Exercise details: Set every entry down again exactly, excluding any pictures.

══════════════════════════════

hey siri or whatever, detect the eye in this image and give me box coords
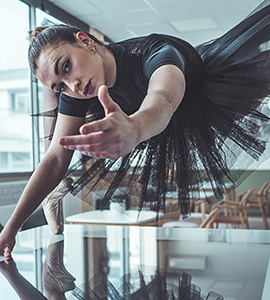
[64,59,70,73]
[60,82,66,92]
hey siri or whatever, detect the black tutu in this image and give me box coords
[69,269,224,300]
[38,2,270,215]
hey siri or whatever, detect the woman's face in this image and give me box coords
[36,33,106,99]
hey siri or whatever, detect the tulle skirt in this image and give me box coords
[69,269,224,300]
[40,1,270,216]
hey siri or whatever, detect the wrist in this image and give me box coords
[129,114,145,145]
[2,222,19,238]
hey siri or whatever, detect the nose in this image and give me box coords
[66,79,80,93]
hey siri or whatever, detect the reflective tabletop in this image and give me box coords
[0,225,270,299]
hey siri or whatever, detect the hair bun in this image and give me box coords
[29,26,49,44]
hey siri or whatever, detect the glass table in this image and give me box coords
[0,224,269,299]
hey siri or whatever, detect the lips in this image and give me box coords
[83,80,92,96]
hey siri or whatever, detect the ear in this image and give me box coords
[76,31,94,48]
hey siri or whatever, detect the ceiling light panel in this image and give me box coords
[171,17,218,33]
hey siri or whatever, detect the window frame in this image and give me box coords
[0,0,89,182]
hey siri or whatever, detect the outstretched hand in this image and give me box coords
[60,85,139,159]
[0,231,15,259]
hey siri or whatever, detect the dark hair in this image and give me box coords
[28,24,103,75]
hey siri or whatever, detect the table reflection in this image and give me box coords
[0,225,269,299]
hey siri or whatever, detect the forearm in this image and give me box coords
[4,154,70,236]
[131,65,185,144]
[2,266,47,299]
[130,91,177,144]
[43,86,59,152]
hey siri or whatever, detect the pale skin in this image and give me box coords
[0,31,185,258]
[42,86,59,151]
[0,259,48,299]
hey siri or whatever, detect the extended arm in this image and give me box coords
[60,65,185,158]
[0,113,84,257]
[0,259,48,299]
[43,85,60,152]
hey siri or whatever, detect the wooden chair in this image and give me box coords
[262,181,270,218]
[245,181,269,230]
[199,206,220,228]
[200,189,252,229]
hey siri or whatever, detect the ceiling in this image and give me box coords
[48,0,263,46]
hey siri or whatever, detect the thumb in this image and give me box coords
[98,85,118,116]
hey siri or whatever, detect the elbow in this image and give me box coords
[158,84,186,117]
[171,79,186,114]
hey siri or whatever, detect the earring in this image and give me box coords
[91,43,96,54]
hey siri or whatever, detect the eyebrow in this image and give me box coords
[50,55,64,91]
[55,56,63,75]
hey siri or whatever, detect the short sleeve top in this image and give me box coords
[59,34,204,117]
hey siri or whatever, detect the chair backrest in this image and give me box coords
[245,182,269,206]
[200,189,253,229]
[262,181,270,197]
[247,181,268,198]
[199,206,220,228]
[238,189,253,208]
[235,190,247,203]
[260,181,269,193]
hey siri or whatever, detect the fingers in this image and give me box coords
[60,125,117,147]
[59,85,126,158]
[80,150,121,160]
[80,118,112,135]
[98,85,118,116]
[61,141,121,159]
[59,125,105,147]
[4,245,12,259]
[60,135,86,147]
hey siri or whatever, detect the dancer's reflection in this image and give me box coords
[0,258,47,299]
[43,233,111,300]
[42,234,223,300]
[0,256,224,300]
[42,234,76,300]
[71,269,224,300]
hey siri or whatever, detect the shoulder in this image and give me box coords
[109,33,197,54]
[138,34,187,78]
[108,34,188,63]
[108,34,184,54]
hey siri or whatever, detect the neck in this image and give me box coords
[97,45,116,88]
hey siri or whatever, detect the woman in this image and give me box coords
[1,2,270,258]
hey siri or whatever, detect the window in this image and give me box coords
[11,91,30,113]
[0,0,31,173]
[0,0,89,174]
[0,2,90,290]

══════════════════════════════

Expected output:
hey siri or whatever, detect the eye in this image and give me box coords
[64,59,70,73]
[60,82,66,92]
hey siri or whatever, detect the black tutu in this image and give me box coords
[69,269,224,300]
[38,2,270,215]
hey siri or whatever, detect the woman's face in this image and give me box coords
[36,33,106,99]
hey siri or whatever, detect the tulle skirt in this image and give me box coords
[69,269,224,300]
[40,1,270,216]
hey siri or whatever, detect the wrist in this image and give me box coords
[129,114,145,145]
[2,222,19,238]
hey siri or whatever, detect the nose in this image and give me box coords
[66,79,80,93]
hey siri or whatever, detect the reflective tabletop in this image and give me box coords
[0,225,270,299]
hey siri or whatever, detect the hair bun in this image and give me box coords
[29,26,49,44]
hey siri or whatever, detect the glass table in this image and give me box coords
[0,224,269,299]
hey siri or whatever, detect the lips in this image and give me box coords
[83,80,92,96]
hey siri or whatever, detect the ear in this image and give me box coords
[76,31,94,48]
hey siri or whatever, detect the ceiling light panel in this image and give me box coords
[171,17,218,33]
hey siri or whatever, detect the window frame in this image and give me box coords
[0,0,89,182]
hey siri or whatever, detect the outstretched hand in this image and give me box coords
[60,85,139,159]
[0,231,15,259]
hey siri or whatever, detect the dark hair in this image and give me box coords
[28,24,103,75]
hey siri or whatever, detect the table reflection in this image and give me box coords
[0,225,269,299]
hey siri or whatever, detect the forearm in this image and give me box coords
[4,154,70,236]
[131,65,185,144]
[2,266,47,299]
[130,91,177,144]
[43,86,59,152]
hey siri or whatever, detect the pale skin in this image and give me box coords
[0,31,185,258]
[42,86,59,151]
[0,259,48,299]
hey siri or whatever, detect the extended arm in this image and give me box coords
[60,65,185,158]
[0,113,84,257]
[0,259,48,299]
[43,85,60,152]
hey siri or whatever, detect the wooden chair in this image and give me box coords
[262,181,270,218]
[245,181,269,230]
[199,206,220,228]
[200,189,252,229]
hey siri or whatever, detect the ceiling in this image and give me box coords
[48,0,263,46]
hey siri or whatever, detect the thumb in this image and give me box coords
[98,85,118,116]
hey siri or whatever, detect the elbow in this image and give me box coords
[158,84,186,117]
[171,79,186,114]
hey siri or whatever, detect the earring in this image and give me box coords
[91,43,96,54]
hey siri or whatever, detect the eyebrow in this image and give me box coords
[50,55,64,91]
[55,56,63,75]
hey siri or whatever, detect the short sleeve top in this image and give me box coords
[59,34,204,117]
hey siri or whatever, detect the chair backrest in this image and give me box coords
[245,182,269,206]
[200,189,253,229]
[262,181,270,197]
[247,181,268,198]
[199,206,220,228]
[238,189,253,208]
[235,190,247,203]
[260,181,269,193]
hey siri or whatever, detect the fingers in this image and give me box coords
[60,125,117,147]
[59,85,126,158]
[80,150,121,160]
[80,118,112,135]
[98,85,118,116]
[61,141,121,159]
[59,125,105,147]
[4,245,12,259]
[60,135,86,147]
hey siri or whatever, detect the dancer's reflection in this image and give me box coords
[0,258,47,299]
[43,233,111,300]
[42,234,223,300]
[0,256,224,300]
[42,234,76,300]
[71,269,224,300]
hey siri or whatever, detect the shoulder in this image and give me box coords
[109,33,197,54]
[138,34,187,78]
[108,34,188,63]
[108,34,184,54]
hey siri or whatever, detect the neck in this image and give me box coords
[97,45,116,88]
hey siri or whatever, detect the woman in this image and give me box coords
[1,2,270,258]
hey siri or whatever, detect the window in this image and give me box coords
[11,91,30,113]
[0,0,31,173]
[0,0,89,174]
[0,2,90,290]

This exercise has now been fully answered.